The copy you give must match the records exactly, except that it holds no images.

Start of Data

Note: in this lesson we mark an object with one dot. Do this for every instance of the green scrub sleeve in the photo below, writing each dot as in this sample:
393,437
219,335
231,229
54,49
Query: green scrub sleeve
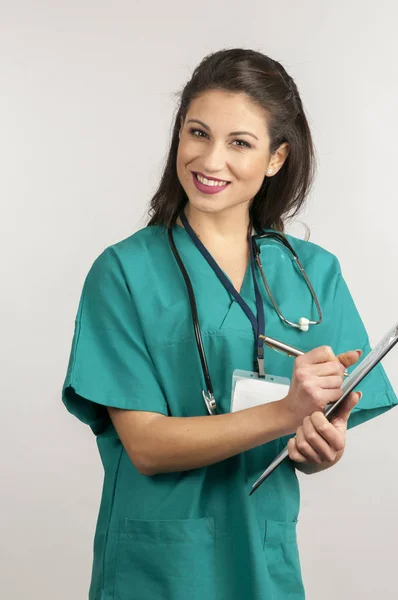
349,333
109,363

End of Data

Reply to the exercise
Note: in this lesson we mark an object with one dot. Do this for every instance of the green scrub sleeve in the photo below, writing each dot as in this sample:
393,437
219,335
231,229
54,49
Query: green scrub sleeve
349,333
109,363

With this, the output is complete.